**Task brief:**
Every record must be repeated precisely as it stands.

════════════════

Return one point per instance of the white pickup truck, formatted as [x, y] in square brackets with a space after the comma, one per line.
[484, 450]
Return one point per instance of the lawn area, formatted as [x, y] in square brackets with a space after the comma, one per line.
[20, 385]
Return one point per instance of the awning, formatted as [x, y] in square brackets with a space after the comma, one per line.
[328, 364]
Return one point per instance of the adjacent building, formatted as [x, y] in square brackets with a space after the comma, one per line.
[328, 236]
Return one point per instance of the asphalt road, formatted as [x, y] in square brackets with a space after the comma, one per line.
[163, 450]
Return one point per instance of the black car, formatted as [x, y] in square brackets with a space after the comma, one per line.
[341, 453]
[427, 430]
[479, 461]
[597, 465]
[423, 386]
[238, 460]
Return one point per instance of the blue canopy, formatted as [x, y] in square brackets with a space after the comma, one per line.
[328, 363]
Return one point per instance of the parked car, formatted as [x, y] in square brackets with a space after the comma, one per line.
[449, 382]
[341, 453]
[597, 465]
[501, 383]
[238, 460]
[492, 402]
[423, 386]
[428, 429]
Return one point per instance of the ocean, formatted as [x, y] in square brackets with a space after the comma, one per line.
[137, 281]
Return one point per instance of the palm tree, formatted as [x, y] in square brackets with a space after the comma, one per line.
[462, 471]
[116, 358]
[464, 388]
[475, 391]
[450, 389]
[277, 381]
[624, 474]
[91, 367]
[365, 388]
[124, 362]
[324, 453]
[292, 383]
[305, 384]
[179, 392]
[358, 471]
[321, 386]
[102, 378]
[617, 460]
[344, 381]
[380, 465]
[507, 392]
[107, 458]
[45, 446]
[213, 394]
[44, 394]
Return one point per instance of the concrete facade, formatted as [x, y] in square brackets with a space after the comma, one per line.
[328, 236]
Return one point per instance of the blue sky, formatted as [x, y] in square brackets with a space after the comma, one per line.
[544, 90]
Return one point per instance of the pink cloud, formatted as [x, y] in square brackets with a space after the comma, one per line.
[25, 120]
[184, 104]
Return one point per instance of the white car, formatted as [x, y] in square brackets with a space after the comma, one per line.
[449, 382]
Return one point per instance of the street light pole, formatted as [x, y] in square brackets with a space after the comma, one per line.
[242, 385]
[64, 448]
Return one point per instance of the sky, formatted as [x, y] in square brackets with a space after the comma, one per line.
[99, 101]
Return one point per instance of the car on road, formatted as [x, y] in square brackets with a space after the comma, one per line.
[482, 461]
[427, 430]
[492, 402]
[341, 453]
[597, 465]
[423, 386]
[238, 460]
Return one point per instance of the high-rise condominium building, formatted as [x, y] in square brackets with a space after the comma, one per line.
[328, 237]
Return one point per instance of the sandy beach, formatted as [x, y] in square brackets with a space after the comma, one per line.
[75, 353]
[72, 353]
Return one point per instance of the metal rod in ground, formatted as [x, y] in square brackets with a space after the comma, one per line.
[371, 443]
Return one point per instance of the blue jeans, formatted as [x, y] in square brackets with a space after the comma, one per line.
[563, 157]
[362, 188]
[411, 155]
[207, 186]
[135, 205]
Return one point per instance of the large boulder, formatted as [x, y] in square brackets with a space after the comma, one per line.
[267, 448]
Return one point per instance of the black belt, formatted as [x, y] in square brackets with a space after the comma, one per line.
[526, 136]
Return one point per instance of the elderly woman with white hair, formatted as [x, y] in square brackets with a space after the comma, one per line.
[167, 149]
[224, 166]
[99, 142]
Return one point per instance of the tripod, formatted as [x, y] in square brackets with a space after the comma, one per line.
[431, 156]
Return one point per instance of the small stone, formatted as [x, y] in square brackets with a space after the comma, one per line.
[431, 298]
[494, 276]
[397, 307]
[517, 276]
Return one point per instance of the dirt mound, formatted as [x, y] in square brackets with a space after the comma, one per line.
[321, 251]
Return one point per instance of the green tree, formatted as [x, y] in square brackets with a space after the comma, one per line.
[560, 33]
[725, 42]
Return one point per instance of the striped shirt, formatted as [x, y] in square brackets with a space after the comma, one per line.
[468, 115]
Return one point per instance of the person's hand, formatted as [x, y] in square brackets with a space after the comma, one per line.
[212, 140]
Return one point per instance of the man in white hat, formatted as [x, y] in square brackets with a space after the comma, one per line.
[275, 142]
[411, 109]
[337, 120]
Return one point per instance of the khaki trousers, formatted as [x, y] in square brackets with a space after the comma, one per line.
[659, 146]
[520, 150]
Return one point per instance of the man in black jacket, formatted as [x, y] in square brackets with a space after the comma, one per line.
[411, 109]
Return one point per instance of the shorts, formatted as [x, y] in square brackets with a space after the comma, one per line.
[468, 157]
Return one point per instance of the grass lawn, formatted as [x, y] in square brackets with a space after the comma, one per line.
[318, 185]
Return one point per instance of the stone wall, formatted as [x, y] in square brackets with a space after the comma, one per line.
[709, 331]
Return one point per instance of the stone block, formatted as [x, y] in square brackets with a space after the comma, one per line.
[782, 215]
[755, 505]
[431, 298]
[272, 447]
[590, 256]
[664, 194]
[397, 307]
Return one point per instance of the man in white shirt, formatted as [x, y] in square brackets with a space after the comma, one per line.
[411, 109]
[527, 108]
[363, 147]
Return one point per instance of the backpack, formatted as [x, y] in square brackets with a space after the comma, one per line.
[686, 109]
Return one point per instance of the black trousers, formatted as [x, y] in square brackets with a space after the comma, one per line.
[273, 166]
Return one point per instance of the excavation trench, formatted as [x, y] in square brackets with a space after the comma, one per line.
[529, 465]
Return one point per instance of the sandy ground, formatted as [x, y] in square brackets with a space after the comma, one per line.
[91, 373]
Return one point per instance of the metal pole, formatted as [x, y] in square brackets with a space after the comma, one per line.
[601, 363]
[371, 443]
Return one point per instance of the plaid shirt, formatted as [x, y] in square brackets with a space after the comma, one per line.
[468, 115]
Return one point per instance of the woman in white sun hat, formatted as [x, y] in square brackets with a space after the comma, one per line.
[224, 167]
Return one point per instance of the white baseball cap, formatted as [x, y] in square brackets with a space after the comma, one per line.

════════════════

**Exercise result:**
Return one point per instance of the white pickup truck, formatted as [x, y] in square brackets with a space after the comma, one per line.
[484, 450]
Return one point per instance of the lawn area, formatted as [x, y] in square brackets with a space after the comma, one per line.
[20, 385]
Return one point per instance of the awning, formatted as [x, y] in square brackets with a space after the comma, one per line.
[328, 364]
Return one point per instance of the adjacent building, formatted as [x, y] in square brackets with a space after the comma, one per line.
[328, 236]
Return one point per instance of the asphalt road, formatted as [x, y] in square brackets with a space after the comma, one per line.
[163, 450]
Return one point per instance of the black car, formatted as [x, y] in square brackets with a space after the comma, one per line.
[341, 453]
[427, 430]
[479, 461]
[597, 465]
[423, 386]
[238, 460]
Return one point per instance of the blue canopy, formatted as [x, y] in square brackets with a space after the comma, one per line.
[328, 363]
Return one point per instance of the parked car, formatted as [x, y] in square brackets with a space after the comma, one per line.
[449, 382]
[341, 453]
[597, 465]
[501, 383]
[238, 460]
[492, 402]
[423, 386]
[428, 429]
Return one point per instance of the ocean, formatted as [x, y] in square brackets with a space after the comma, one per line.
[137, 281]
Return one point per instance of the palm tree, formatted as [x, y] in square brackets with a space after the comma, one per line.
[462, 471]
[116, 358]
[464, 388]
[475, 391]
[450, 389]
[277, 381]
[624, 474]
[91, 367]
[365, 388]
[124, 362]
[324, 453]
[292, 383]
[305, 384]
[179, 392]
[358, 471]
[321, 386]
[102, 378]
[617, 460]
[344, 381]
[380, 465]
[507, 392]
[107, 458]
[45, 446]
[213, 394]
[44, 394]
Return one point per instance of the concrete facade, formatted as [x, y] in square brackets with a space after the comma, one per line.
[328, 236]
Return one point per instance of the blue sky, formatted as [x, y] in square brackets with a space after the comma, one per line.
[544, 90]
Return one point per instance of the pink cloud, formatted as [x, y] in square brackets with a space after the comma, one per line.
[25, 120]
[184, 104]
Return one point per instance of the white car, formatted as [x, y] in square brackets with a space after the comma, one per line.
[449, 382]
Return one point per instance of the street light pole, formatted as [x, y] in square brackets with a space after the comma, one per line.
[242, 385]
[64, 448]
Return one point per instance of the sky, formatted as [x, y] in square brackets with a space after the comma, one per line.
[99, 101]
Return one point per instance of the car on road, formatted as [x, y] in square brackets with a space after the comma, one per line.
[482, 461]
[427, 430]
[492, 402]
[341, 453]
[597, 465]
[423, 386]
[238, 460]
Return one point per instance of the high-rise condominium building, formatted as [x, y] in square brackets with a space after the comma, one per line.
[328, 237]
Return one point per instance of the sandy beach, formatted as [x, y] in square brackets with a space after the comma, one per line.
[75, 353]
[72, 353]
Return one point per instance of the metal rod in ground, formatted as [x, y] in square brackets with a space after the comma, one per line.
[371, 443]
Return one point per instance of the blue jeans, formatted as [x, y] in square brackets with a space after the comma, one per line.
[563, 157]
[362, 188]
[411, 155]
[207, 186]
[135, 205]
Return one point per instance of the large boulder, formatted as [x, y] in square brackets with a space after the comma, one per line.
[267, 448]
Return one point per instance of the black belt, formatted as [x, y] in square brackets with a space after the comma, one per line.
[526, 136]
Return one point per instance of the elderly woman with white hair, formatted as [x, y] in square brackets with a space after the comma, one per line.
[167, 149]
[224, 166]
[99, 142]
Return one point per instance of the tripod, formatted as [x, y] in square brackets with a space after the comma, one per line.
[431, 156]
Return one point per instance of the small stone, formatted as [x, y] in square brackets with a space after the comma, one per line.
[431, 298]
[494, 276]
[397, 307]
[517, 276]
Return one point per instance of the dirt mound, formatted as [x, y] in square brackets with a space after the comma, one per line.
[321, 251]
Return one point per instance of the green tree, formatted as [x, y] in square brackets with a space after the comma, one per line.
[560, 33]
[725, 42]
Return one point per instance of the striped shirt, formatted as [x, y] in square brackets with a space after the comma, one per line.
[468, 115]
Return one point per instance of the person's hand, formatted as [x, y] in square brackets with a space after the comma, one per line.
[212, 140]
Return one point per instance of the man in white hat, formatted as [x, y] in square brackets with a space after the comma, one per line.
[275, 142]
[411, 109]
[337, 120]
Return one point per instance of the khaki trousers, formatted as [x, y] in square brackets with a space after the comma, one per line.
[659, 146]
[520, 150]
Return one point per instance of the man in black jacket, formatted as [x, y] in square brackets with a space after the comma, one per line.
[411, 109]
Return one point per instance of the shorts, formatted as [x, y] in square brackets with a space after the comma, one per line.
[468, 157]
Return one point per instance of the grass lawn, formatted as [x, y] in square brackets with a space after the comma, one per line.
[318, 185]
Return one point per instance of the stone wall, formatted as [x, y] in square brackets with a space after the comma, one per line.
[709, 331]
Return one point per instance of the stone block, formatted as [x, y] in square brackets with a space after the comma, one per line.
[782, 215]
[755, 505]
[431, 298]
[272, 447]
[590, 256]
[664, 194]
[397, 307]
Return one point per instance of the man in white shirt, formatted as [x, y] in square brackets with a space after the comma, one per line.
[411, 109]
[527, 108]
[363, 147]
Return one point per instance of the backpack, formatted as [x, y] in square brackets with a space after the comma, one per line.
[686, 109]
Return one point per instance of the black trousers, formatted as [x, y] in square brackets with a space after the comma, one per line.
[273, 166]
Return one point per instance of the excavation trench, formatted as [x, y] in square brackets with a space after the comma, one per line.
[529, 465]
Return one point per instance of the sandy ground, formatted as [x, y] in square brackets with a space after the comma, one per line.
[91, 373]
Return one point per instance of the metal pole, formatted as [x, y] in square brackets with a space after the comma, one per line.
[601, 363]
[371, 443]
Return one point per instance of the plaid shirt, formatted as [x, y] in square brackets with a space after the comma, one per line.
[468, 115]
Return one point per instance of the woman in white sun hat, formatted as [x, y] in square brackets with a space after the comma, one per line.
[224, 167]
Return one point per instance of the white baseball cap, formatted as [x, y] in square brackets with a space after the comma, one per line.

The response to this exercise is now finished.